**Stated task**
Rewrite the records starting at the line containing "--target sunlit rock face" and ending at the line containing "[[[74,0],[64,23],[62,41],[75,40],[100,28],[100,9]]]", requests included, and offset every coordinate in the answer outlines by 140.

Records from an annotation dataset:

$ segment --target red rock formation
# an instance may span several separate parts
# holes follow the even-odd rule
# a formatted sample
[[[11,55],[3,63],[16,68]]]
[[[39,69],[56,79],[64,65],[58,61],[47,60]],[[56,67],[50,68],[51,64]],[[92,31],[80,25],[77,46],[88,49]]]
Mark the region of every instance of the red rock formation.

* * *

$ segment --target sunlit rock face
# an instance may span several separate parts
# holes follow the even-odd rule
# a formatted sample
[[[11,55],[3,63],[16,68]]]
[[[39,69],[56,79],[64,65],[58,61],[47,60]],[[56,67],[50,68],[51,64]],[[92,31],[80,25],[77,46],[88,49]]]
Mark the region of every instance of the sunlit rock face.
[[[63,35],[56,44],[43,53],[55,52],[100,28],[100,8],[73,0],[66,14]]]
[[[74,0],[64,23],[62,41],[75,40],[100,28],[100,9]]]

**Response to the task**
$ segment --target sunlit rock face
# an instance may span several separate parts
# holes follow the even-odd rule
# a formatted sample
[[[11,55],[3,63],[16,68]]]
[[[39,69],[56,79],[64,65],[58,61],[47,60]],[[56,67],[50,68],[51,64]],[[92,31],[80,25],[77,46],[88,49]]]
Mark the region of every instance of the sunlit rock face.
[[[203,175],[196,184],[183,193],[195,192],[240,168],[240,148],[213,140],[206,154]]]
[[[214,140],[204,163],[202,181],[215,180],[240,168],[240,149]]]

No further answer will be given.